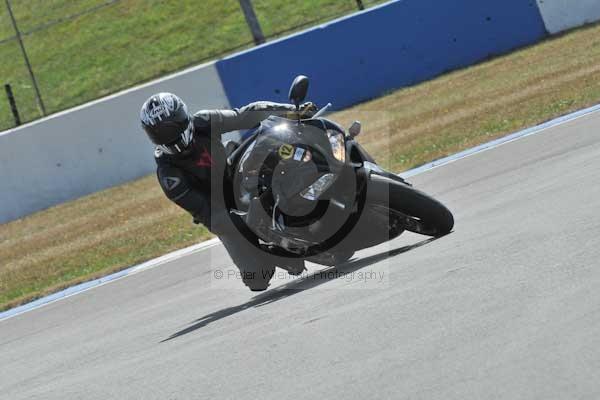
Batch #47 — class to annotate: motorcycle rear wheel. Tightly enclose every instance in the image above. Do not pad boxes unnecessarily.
[367,174,454,237]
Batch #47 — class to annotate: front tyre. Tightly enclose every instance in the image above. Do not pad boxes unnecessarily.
[367,174,454,237]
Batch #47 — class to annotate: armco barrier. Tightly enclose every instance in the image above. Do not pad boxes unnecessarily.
[217,0,546,109]
[0,63,229,223]
[537,0,600,34]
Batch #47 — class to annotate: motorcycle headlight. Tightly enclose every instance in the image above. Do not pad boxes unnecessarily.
[300,173,335,200]
[327,130,346,162]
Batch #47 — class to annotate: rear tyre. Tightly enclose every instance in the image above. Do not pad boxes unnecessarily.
[367,175,454,236]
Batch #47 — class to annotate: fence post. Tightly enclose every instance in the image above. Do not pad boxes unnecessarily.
[5,0,46,116]
[4,83,21,126]
[240,0,265,45]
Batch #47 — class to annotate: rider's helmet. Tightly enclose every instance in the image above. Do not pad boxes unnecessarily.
[140,93,194,155]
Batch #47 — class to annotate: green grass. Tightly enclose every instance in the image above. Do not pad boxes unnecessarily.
[0,18,600,309]
[0,0,383,130]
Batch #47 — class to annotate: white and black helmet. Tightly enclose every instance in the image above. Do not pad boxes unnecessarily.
[140,93,194,154]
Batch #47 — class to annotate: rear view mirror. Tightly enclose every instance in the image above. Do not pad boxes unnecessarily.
[289,75,308,108]
[348,121,362,138]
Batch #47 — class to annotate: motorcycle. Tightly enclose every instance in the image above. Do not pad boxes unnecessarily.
[226,75,454,265]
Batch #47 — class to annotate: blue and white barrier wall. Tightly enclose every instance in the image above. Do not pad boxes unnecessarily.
[0,0,600,223]
[217,0,546,109]
[537,0,600,35]
[0,63,229,223]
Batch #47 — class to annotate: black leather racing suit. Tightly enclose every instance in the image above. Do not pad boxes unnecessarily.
[155,102,303,290]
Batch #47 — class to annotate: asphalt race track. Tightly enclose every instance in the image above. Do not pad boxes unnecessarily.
[0,114,600,400]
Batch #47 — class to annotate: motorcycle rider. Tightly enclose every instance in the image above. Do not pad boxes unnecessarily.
[140,93,316,291]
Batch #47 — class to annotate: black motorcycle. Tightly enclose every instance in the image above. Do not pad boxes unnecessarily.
[227,76,454,265]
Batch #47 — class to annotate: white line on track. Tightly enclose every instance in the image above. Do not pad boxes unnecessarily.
[0,104,600,321]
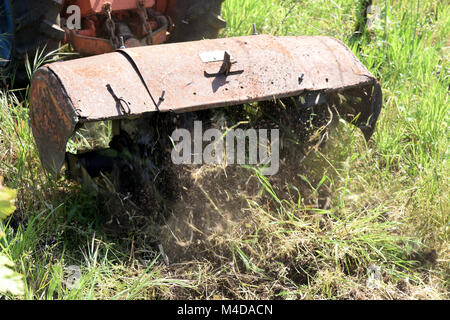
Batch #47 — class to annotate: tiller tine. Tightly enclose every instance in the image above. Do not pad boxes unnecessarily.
[30,35,382,173]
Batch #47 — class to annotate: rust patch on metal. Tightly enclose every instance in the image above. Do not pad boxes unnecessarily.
[30,68,78,173]
[31,35,382,174]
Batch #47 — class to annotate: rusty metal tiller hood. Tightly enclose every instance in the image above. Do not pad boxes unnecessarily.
[30,35,382,173]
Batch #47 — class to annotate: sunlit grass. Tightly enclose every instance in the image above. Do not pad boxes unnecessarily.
[0,0,450,299]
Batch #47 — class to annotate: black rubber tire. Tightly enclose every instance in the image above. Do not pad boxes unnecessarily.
[168,0,227,42]
[0,0,64,87]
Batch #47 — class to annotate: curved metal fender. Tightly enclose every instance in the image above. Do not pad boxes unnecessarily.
[30,35,382,173]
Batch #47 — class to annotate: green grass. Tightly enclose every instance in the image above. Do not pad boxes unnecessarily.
[0,0,450,299]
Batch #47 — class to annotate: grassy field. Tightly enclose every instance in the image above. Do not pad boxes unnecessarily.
[0,0,450,299]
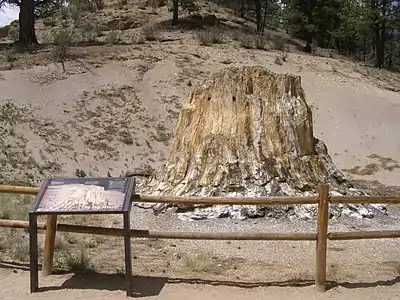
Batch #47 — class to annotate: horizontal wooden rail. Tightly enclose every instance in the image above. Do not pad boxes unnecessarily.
[132,195,318,205]
[0,185,400,205]
[0,219,317,241]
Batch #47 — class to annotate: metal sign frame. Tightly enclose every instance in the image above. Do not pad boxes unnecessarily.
[29,177,135,296]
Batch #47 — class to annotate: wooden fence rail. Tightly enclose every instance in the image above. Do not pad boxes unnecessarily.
[0,185,400,292]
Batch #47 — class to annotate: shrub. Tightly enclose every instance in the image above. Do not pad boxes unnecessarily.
[197,26,224,46]
[142,22,160,41]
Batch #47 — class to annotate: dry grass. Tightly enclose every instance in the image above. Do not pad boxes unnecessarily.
[197,26,225,46]
[0,194,34,262]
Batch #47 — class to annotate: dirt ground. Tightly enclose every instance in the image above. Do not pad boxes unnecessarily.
[0,1,400,300]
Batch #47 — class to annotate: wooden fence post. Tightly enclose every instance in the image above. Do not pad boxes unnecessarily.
[315,185,329,292]
[42,215,57,276]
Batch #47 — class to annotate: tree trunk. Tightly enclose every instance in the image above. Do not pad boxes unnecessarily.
[19,0,39,46]
[240,0,246,18]
[261,0,268,34]
[363,36,367,62]
[375,23,385,68]
[304,0,314,53]
[172,0,179,25]
[140,66,358,218]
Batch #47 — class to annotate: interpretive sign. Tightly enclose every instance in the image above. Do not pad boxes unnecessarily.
[33,178,132,214]
[29,177,135,296]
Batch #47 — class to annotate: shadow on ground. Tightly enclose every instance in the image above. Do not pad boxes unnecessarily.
[0,261,400,298]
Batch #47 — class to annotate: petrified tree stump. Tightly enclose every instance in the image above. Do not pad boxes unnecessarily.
[142,66,382,220]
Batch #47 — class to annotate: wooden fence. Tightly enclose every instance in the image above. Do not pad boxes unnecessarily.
[0,185,400,292]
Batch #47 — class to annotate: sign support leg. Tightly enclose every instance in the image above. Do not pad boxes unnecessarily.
[124,210,133,297]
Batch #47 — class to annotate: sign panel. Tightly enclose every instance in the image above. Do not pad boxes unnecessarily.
[33,178,132,214]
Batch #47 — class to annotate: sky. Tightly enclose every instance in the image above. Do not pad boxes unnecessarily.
[0,7,19,27]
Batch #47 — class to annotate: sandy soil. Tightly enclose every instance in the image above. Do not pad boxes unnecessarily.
[0,1,400,300]
[0,207,400,299]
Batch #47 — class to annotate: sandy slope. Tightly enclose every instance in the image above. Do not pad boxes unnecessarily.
[0,37,400,185]
[0,7,400,300]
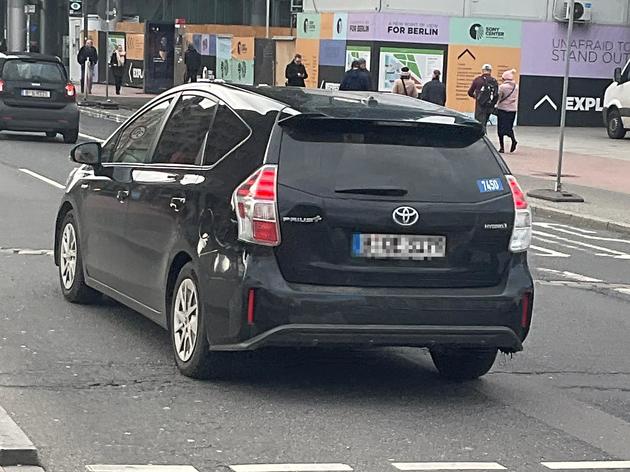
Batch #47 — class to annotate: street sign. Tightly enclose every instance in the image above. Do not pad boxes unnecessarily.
[68,0,83,18]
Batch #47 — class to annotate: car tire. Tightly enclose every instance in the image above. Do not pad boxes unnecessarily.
[63,129,79,144]
[57,211,100,304]
[431,349,497,381]
[168,263,233,379]
[606,109,626,139]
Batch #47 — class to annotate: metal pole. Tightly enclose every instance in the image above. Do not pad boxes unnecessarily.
[265,0,271,39]
[26,14,31,52]
[103,0,109,101]
[555,0,575,192]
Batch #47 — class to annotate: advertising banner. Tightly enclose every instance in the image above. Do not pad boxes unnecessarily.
[518,75,612,126]
[378,47,444,92]
[346,44,372,70]
[450,18,523,48]
[347,13,377,41]
[374,14,449,44]
[332,13,348,40]
[521,22,630,78]
[126,33,144,61]
[215,36,232,81]
[230,37,255,85]
[446,44,521,113]
[297,13,321,39]
[319,39,346,66]
[144,22,175,93]
[296,38,319,88]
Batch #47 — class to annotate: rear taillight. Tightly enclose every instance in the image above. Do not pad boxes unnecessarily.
[505,175,532,252]
[232,165,280,246]
[66,83,77,98]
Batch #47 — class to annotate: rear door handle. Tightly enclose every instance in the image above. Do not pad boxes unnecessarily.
[116,190,129,203]
[170,197,186,212]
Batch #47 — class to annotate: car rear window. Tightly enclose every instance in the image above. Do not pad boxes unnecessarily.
[279,122,509,203]
[2,60,66,82]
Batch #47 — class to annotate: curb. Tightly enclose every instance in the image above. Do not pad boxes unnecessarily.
[531,203,630,234]
[0,407,41,470]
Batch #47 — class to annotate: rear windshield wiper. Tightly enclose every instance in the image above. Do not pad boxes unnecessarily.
[335,187,409,197]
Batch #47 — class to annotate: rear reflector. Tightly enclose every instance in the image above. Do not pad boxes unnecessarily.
[247,288,256,326]
[232,165,280,246]
[521,293,532,328]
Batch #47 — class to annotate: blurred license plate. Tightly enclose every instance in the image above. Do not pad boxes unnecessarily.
[352,233,446,261]
[22,90,50,98]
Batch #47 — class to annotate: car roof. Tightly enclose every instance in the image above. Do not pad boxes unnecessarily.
[0,52,61,64]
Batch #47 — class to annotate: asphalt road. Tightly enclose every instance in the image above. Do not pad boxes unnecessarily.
[0,114,630,472]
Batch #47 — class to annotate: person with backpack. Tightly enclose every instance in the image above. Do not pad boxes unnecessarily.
[392,67,418,98]
[497,69,518,153]
[468,64,499,131]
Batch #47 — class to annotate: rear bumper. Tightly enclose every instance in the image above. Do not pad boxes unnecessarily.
[208,255,534,352]
[0,101,79,132]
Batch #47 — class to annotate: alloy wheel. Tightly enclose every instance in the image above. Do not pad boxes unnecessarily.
[173,279,199,362]
[59,223,77,290]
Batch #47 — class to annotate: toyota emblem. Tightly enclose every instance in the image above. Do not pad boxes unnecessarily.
[392,207,420,226]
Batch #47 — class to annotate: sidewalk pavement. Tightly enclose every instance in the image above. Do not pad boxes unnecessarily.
[498,127,630,233]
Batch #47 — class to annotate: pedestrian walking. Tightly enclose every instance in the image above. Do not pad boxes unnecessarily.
[284,54,308,87]
[497,69,519,153]
[339,59,372,92]
[468,64,499,131]
[109,44,127,95]
[77,39,99,93]
[184,44,201,83]
[392,67,418,98]
[420,69,446,107]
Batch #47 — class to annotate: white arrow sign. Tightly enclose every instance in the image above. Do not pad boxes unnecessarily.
[534,95,558,111]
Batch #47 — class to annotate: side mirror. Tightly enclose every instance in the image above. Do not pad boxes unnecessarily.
[70,143,101,166]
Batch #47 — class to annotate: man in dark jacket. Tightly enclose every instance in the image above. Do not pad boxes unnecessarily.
[420,69,446,107]
[77,39,98,93]
[285,54,308,87]
[339,59,372,92]
[184,44,201,83]
[468,64,499,130]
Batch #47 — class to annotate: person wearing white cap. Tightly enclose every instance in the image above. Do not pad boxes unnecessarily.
[468,64,499,130]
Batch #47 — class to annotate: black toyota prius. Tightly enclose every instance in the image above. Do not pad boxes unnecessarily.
[55,83,534,380]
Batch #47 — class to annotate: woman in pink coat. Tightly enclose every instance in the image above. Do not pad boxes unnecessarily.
[497,69,518,153]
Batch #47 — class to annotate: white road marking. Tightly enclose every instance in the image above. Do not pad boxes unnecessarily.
[79,133,105,143]
[542,461,630,470]
[85,464,198,472]
[230,464,354,472]
[392,462,507,471]
[530,245,571,258]
[533,231,630,260]
[538,223,630,244]
[537,268,603,283]
[20,169,66,190]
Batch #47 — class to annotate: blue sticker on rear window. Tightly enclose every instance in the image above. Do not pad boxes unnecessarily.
[477,178,503,193]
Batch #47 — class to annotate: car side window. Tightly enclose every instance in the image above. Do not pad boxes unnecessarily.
[111,99,172,164]
[152,95,218,165]
[204,103,251,166]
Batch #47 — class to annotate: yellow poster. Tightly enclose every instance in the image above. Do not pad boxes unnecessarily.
[446,45,521,113]
[296,38,319,88]
[232,38,254,61]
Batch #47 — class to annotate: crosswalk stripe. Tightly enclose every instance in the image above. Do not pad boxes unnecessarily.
[542,461,630,470]
[392,462,507,471]
[85,464,199,472]
[230,464,354,472]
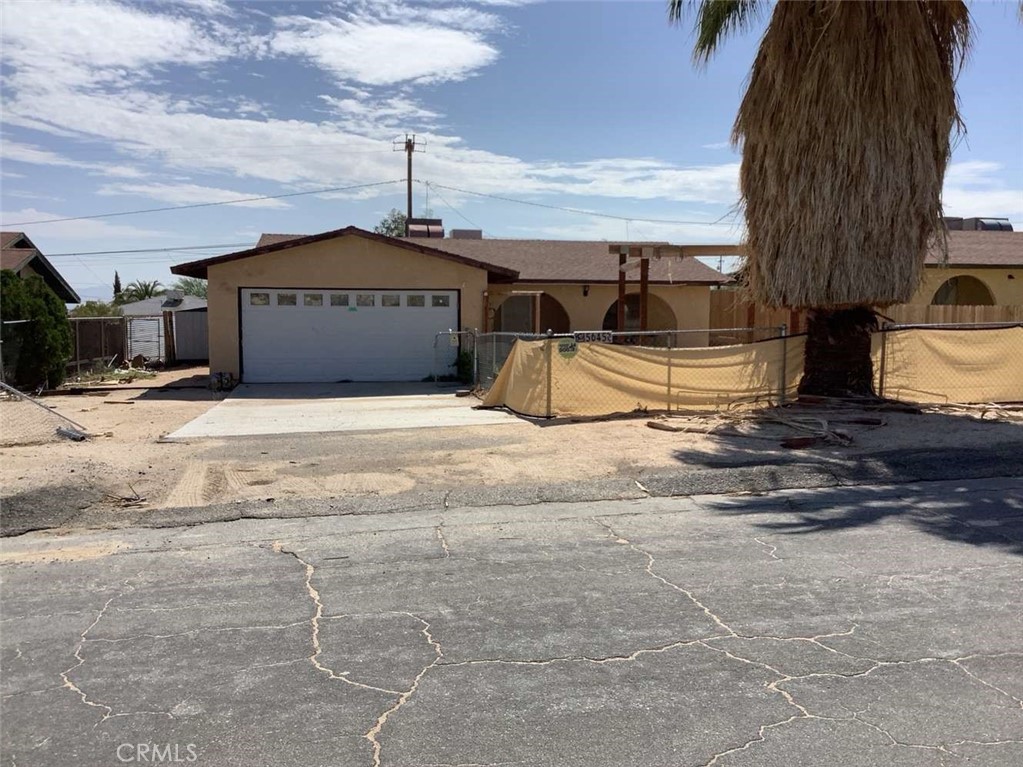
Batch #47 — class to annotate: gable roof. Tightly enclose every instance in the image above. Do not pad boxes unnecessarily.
[247,234,729,285]
[0,232,82,304]
[121,296,207,317]
[171,226,519,282]
[925,231,1023,268]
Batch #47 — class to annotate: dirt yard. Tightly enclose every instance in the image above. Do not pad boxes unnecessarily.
[0,368,1023,522]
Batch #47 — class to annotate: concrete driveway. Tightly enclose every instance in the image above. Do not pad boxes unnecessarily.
[167,384,521,440]
[0,480,1023,767]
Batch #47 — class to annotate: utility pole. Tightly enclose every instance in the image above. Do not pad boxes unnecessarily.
[392,133,427,237]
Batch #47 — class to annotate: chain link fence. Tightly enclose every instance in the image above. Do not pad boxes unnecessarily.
[69,317,126,376]
[0,382,87,447]
[430,330,477,386]
[874,322,1023,405]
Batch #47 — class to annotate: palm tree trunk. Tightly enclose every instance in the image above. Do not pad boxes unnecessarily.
[798,306,878,397]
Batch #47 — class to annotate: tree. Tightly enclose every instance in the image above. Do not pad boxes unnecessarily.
[171,277,208,299]
[0,269,74,389]
[668,0,970,396]
[121,279,164,304]
[373,208,405,237]
[68,301,121,317]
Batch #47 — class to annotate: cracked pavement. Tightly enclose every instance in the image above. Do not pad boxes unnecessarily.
[0,479,1023,767]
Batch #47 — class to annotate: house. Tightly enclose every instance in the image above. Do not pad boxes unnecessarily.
[121,290,210,362]
[908,224,1023,306]
[0,232,82,304]
[171,227,730,382]
[121,290,206,317]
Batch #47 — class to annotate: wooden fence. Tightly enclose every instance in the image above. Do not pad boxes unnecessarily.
[710,289,1023,333]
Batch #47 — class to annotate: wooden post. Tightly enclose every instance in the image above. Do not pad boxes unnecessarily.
[164,312,177,365]
[615,253,628,332]
[639,256,650,330]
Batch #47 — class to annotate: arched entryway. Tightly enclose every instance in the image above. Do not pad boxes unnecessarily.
[602,292,677,330]
[931,274,994,306]
[494,294,572,333]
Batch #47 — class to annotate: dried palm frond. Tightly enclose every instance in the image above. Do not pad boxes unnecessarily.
[732,0,970,308]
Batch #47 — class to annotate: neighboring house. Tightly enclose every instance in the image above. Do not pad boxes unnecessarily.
[121,290,210,361]
[121,290,206,317]
[908,224,1023,306]
[171,227,727,382]
[0,232,82,304]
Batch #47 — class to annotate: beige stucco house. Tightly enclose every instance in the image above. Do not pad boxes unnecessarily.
[908,231,1023,306]
[171,227,727,382]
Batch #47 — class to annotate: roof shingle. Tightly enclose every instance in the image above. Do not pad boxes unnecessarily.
[251,234,728,284]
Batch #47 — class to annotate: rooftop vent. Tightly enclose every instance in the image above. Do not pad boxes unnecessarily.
[408,219,444,237]
[945,216,1013,232]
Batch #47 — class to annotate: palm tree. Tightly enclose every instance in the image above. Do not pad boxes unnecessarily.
[121,279,164,304]
[171,277,208,299]
[668,0,970,396]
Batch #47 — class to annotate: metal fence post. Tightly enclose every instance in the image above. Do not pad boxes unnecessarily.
[777,322,789,407]
[544,333,554,418]
[72,318,82,378]
[667,330,676,413]
[878,325,888,397]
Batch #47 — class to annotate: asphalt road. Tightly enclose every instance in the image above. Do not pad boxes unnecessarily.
[0,479,1023,767]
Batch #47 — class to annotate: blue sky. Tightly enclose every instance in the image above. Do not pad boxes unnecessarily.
[0,0,1023,299]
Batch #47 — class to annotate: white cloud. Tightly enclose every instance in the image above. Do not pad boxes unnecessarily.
[0,208,167,240]
[941,160,1023,226]
[96,184,291,209]
[0,139,145,178]
[4,0,739,221]
[271,15,497,86]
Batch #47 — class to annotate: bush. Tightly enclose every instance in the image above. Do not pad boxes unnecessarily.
[0,270,74,389]
[454,352,476,385]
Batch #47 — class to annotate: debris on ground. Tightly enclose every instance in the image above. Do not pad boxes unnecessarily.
[647,406,886,449]
[105,485,145,508]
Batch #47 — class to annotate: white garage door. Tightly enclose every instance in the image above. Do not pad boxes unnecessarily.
[241,287,458,384]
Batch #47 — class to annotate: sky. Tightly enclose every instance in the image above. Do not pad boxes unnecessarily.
[0,0,1023,300]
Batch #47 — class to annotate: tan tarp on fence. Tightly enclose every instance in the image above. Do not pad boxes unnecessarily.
[874,327,1023,404]
[483,336,803,416]
[483,327,1023,417]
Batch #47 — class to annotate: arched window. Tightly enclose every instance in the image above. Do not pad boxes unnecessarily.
[931,274,994,306]
[494,294,572,333]
[602,292,677,330]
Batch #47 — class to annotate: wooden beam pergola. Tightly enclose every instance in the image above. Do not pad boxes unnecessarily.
[608,242,745,332]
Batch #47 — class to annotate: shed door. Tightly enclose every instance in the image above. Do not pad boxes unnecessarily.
[241,287,458,384]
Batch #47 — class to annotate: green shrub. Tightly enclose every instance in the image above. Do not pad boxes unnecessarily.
[0,270,74,389]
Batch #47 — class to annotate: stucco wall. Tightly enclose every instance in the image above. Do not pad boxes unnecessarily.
[909,267,1023,306]
[490,282,710,330]
[208,235,487,376]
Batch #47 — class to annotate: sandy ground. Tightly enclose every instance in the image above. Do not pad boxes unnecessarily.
[0,368,1023,514]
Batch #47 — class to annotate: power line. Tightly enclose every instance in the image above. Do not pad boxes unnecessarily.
[427,181,483,231]
[4,179,405,227]
[46,242,252,259]
[413,179,736,228]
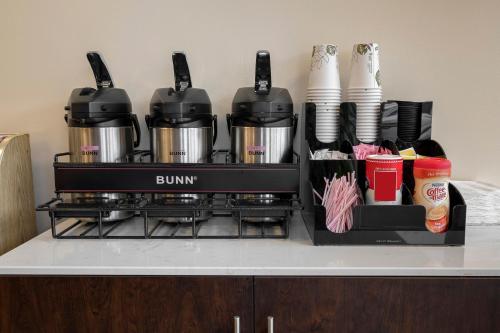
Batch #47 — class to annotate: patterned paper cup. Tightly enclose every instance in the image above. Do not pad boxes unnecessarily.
[348,43,381,89]
[308,44,340,89]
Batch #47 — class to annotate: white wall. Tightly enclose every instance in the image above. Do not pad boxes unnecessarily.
[0,0,500,230]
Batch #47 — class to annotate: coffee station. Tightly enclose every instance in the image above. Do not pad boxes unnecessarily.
[0,43,500,333]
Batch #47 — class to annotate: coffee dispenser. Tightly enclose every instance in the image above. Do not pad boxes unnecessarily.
[146,52,217,222]
[65,52,141,222]
[227,51,297,222]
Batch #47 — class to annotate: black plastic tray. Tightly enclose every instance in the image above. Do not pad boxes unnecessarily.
[301,103,466,245]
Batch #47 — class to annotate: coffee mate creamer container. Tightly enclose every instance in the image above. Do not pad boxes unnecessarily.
[413,158,451,233]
§
→ What is being asked: Copy out the data from the line containing "Batch #47 — class to annotate: dirt yard." through the line containing "[798,306,878,397]", including both of those lines.

→ Final result:
Batch #47 — class to annotate: dirt yard. Tightly enclose every instance in the image above. Do not pad boxes unnecessarily.
[0,368,1023,522]
Batch #47 — class to annotate: concrete driveway. Tightly enclose every instance in the image above. Do not pad boxes unnecessarily.
[167,384,521,440]
[0,480,1023,767]
Batch #47 — class to annotate: utility pole. Tightly enclose every instance in the image above. Do not pad boxes unnecessarily.
[392,133,427,237]
Batch #47 — class to annotate: chain link fence. Tightly enclose every instance in the image above. Do not pad boxes unnecessarily.
[69,317,126,376]
[0,382,87,447]
[430,330,477,386]
[874,322,1023,405]
Batch #47 — class to annotate: palm tree trunk. Tightly enclose every instance in the image above. Do not pad boxes unnecessarily.
[798,306,878,397]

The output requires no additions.